- [The problem]
Repeat the records word for word, excluding any picture.

[Object location annotation data]
___

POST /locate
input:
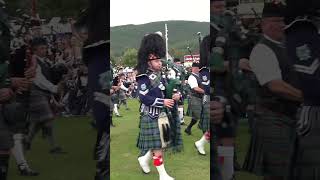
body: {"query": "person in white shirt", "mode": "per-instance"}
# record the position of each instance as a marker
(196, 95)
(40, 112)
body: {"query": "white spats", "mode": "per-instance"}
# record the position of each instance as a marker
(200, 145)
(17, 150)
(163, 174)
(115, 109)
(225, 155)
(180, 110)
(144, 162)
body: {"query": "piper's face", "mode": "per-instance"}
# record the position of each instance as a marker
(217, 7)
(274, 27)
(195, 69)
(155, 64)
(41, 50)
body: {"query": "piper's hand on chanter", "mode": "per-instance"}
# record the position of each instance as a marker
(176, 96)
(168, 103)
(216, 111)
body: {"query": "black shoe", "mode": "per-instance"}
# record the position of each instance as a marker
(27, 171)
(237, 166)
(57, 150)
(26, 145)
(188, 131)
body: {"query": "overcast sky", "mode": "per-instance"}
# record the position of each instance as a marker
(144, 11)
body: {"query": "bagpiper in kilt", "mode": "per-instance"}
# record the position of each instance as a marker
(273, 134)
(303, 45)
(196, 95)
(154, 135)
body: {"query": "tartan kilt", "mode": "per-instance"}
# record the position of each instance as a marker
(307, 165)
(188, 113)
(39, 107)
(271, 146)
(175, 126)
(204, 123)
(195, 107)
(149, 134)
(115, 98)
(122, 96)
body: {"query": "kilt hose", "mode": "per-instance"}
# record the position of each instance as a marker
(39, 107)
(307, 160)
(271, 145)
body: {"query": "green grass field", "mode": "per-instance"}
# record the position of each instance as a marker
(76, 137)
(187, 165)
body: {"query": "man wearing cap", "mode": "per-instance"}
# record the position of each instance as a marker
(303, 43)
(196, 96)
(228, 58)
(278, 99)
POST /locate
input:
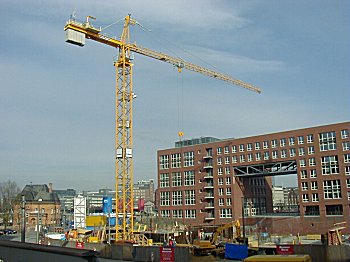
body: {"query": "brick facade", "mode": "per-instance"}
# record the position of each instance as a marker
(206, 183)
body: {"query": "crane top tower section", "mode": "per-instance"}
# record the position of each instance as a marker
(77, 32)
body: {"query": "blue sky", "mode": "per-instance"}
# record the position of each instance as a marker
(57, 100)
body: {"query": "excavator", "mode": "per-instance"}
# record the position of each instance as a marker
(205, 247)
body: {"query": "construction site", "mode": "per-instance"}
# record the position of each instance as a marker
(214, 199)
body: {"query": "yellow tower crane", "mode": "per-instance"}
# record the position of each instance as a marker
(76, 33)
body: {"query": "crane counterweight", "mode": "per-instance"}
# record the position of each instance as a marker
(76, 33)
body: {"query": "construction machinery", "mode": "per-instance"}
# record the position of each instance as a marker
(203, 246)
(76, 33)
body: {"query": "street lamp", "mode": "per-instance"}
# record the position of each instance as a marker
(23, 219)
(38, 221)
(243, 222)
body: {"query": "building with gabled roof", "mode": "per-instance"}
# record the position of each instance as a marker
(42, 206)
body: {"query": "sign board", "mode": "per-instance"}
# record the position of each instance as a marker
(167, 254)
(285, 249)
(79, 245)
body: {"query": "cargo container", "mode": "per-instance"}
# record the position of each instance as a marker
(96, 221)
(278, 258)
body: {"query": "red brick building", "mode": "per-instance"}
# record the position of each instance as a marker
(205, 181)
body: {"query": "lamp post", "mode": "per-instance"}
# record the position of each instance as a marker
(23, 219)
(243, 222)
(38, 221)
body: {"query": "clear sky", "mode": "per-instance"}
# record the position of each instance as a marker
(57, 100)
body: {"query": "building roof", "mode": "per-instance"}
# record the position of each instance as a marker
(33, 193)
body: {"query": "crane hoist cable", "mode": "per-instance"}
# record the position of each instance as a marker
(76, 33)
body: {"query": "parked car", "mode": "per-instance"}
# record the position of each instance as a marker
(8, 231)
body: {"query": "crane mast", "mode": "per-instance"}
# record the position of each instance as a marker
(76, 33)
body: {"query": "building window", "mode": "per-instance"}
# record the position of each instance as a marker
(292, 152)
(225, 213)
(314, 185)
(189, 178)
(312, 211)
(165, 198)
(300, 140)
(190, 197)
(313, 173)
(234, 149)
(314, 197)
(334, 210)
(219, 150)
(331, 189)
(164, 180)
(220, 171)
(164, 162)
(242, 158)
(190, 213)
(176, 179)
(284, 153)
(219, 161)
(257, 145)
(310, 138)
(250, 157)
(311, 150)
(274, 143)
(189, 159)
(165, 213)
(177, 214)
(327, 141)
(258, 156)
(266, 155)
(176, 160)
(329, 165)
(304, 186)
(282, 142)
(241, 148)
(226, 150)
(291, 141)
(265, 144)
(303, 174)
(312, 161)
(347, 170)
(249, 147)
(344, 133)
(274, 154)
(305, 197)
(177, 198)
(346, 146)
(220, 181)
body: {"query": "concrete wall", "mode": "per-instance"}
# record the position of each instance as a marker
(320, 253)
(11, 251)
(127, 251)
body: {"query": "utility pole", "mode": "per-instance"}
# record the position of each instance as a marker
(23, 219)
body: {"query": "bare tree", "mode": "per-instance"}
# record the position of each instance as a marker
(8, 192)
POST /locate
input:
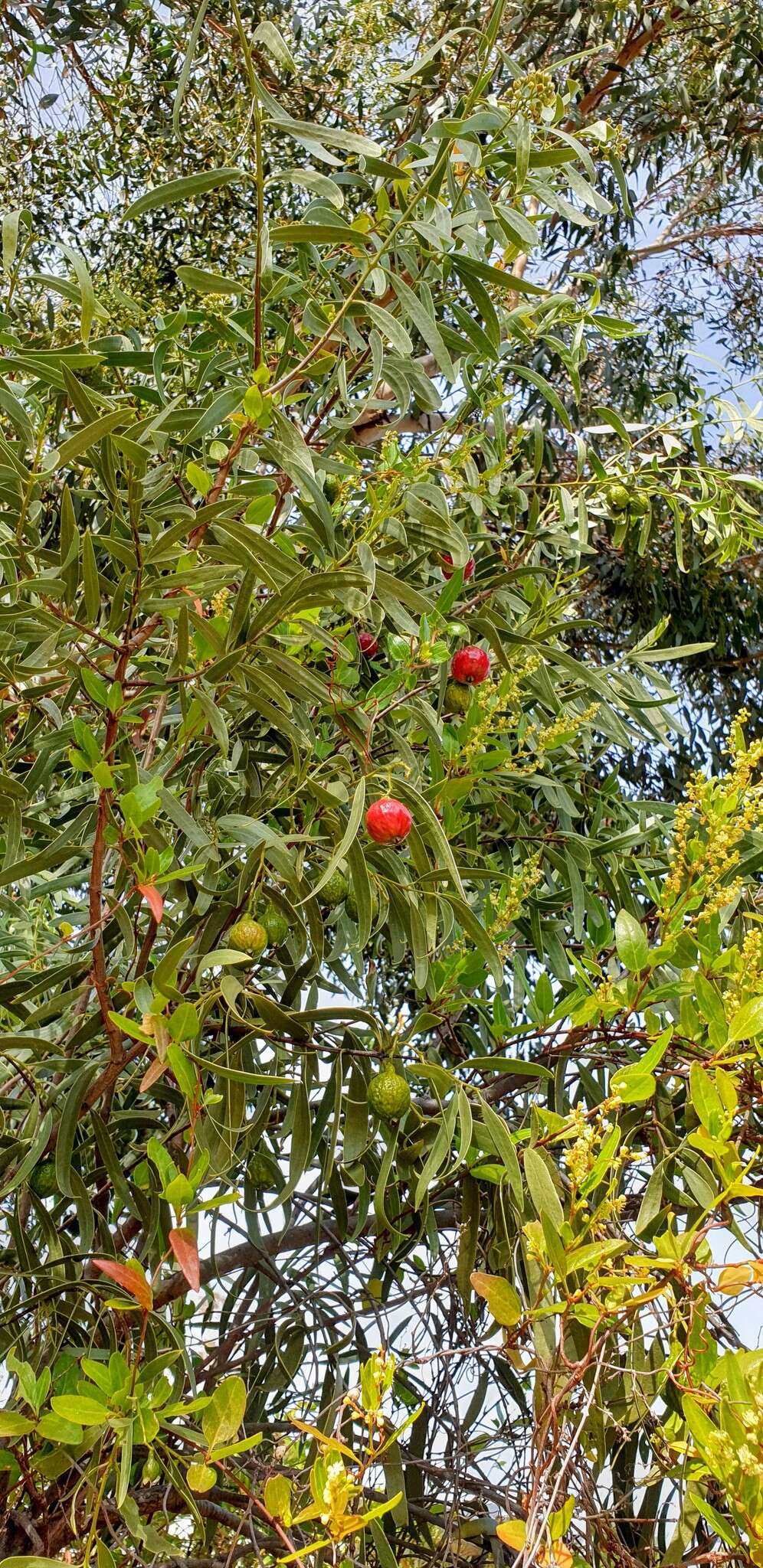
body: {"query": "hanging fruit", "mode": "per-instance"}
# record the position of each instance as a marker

___

- [Problem solution]
POST /locate
input:
body: {"query": "person in white shirt", "mode": "per-instance"}
# record the position of each instance as a marker
(196, 95)
(40, 112)
body: {"query": "white spats", "mode": "per-instance"}
# record the position of each instance as a marker
(200, 145)
(17, 150)
(163, 174)
(115, 109)
(225, 155)
(180, 110)
(144, 162)
body: {"query": "piper's face", "mode": "per-instance"}
# record the position of each instance as a marker
(217, 7)
(274, 27)
(195, 69)
(155, 64)
(41, 50)
body: {"query": "piper's hand on chanter", "mode": "per-instance"}
# record the position of each instance as a marker
(176, 96)
(168, 103)
(216, 111)
body: {"query": "black shoe", "mode": "per-instance"}
# record the position of each instance as a marker
(27, 171)
(237, 166)
(57, 150)
(26, 145)
(188, 131)
body: {"query": "overcast sky", "mode": "per-instance"}
# record the position of each instance as a marker
(144, 11)
body: {"query": "bagpiper in kilt", "mode": "per-instance"}
# record the position of each instance as a marker
(273, 134)
(303, 45)
(196, 95)
(154, 135)
body: {"query": "tartan kilt", "mode": "per-instance"}
# record the position of each instance as a marker
(307, 165)
(188, 113)
(39, 107)
(271, 146)
(175, 126)
(204, 123)
(195, 107)
(149, 134)
(115, 98)
(122, 96)
body: {"query": "kilt hose", "mode": "per-instance"}
# record the position of each instance as a marker
(39, 107)
(307, 160)
(271, 145)
body: {"query": "green grass field", "mode": "per-instance"}
# record the position of each instance as a marker
(76, 137)
(187, 165)
body: {"query": "man wearing cap", "mode": "per-instance"}
# record the position of each instance as a marker
(303, 43)
(196, 96)
(228, 58)
(278, 99)
POST /locate
input:
body: {"query": "brick facade", "mode": "per-instance"}
# record the position of each instance as a marker
(206, 183)
body: {"query": "crane top tower section", "mode": "per-instance"}
# record the position of each instance as a marker
(77, 32)
body: {"query": "blue sky", "mode": "per-instance"}
# record the position of each instance as a marker
(57, 100)
body: {"query": "excavator", "mode": "per-instance"}
# record the position of each instance as a marker
(205, 247)
body: {"query": "construction site", "mode": "per-instance"}
# record the position of each instance as a marker
(214, 199)
body: {"query": "yellow tower crane", "mode": "per-instance"}
# record the position of each instance as a marker
(76, 33)
body: {"query": "crane counterweight", "mode": "per-instance"}
# record the position of each instance as a marker
(76, 33)
body: {"query": "construction machinery", "mode": "per-instance"}
# record the position of each instance as a marker
(203, 246)
(76, 33)
body: {"query": "street lamp", "mode": "per-instance"}
# record the position of each instance as a marker
(23, 219)
(38, 221)
(243, 222)
body: {"query": "building with gabled roof", "mode": "per-instance"}
# record the position of each instance as a marker
(42, 206)
body: {"query": "sign board", "mode": "per-instance"}
# record the position of each instance as a marker
(167, 254)
(285, 249)
(79, 245)
body: {"query": "cargo container", "mode": "per-instance"}
# record the position of each instance as a marker
(96, 221)
(278, 258)
body: {"query": "red brick building", "mode": "per-instance"}
# record the position of each instance as a marker
(205, 181)
body: {"query": "lamp post", "mode": "per-instance"}
# record the position of each instance as a marker
(23, 219)
(243, 222)
(38, 221)
body: {"query": "clear sky", "mode": "per-instance"}
# record the position of each instance as a marker
(57, 100)
body: {"query": "building roof", "mode": "per-instance"}
# record the position of each instance as a marker
(33, 193)
body: {"query": "crane hoist cable", "mode": "per-instance"}
# record the position of each instance as a marker
(76, 33)
body: {"query": "parked car", "mode": "per-instance"}
# record the position of each instance as a marker
(8, 231)
body: {"query": "crane mast", "mode": "per-instance"}
# record the position of each instance as a marker
(76, 33)
body: {"query": "building window", "mode": "per-instance"}
# record the position of each instance as a marker
(292, 152)
(225, 213)
(314, 185)
(189, 178)
(312, 211)
(165, 198)
(300, 140)
(190, 197)
(313, 173)
(234, 149)
(314, 197)
(334, 210)
(219, 150)
(331, 189)
(164, 180)
(220, 171)
(164, 162)
(242, 158)
(190, 213)
(176, 179)
(284, 153)
(219, 161)
(257, 145)
(310, 138)
(250, 157)
(311, 150)
(274, 143)
(189, 159)
(165, 213)
(177, 214)
(327, 141)
(258, 156)
(266, 155)
(176, 160)
(329, 165)
(304, 186)
(282, 142)
(241, 148)
(226, 150)
(291, 141)
(265, 144)
(303, 174)
(312, 161)
(347, 170)
(249, 147)
(344, 133)
(274, 154)
(305, 197)
(177, 198)
(346, 146)
(220, 181)
body: {"query": "concrete wall", "mode": "per-instance"}
# record the position of each instance as a marker
(320, 253)
(11, 251)
(127, 251)
body: {"query": "utility pole", "mode": "per-instance"}
# record the position of each instance as a marker
(23, 219)
body: {"query": "bare tree", "mode": "per-instance"}
# record the position of each instance as a marker
(8, 192)
POST /locate
input:
body: {"query": "hanging fruit", "mode": "per-instance"}
# record the position of each instance as a marker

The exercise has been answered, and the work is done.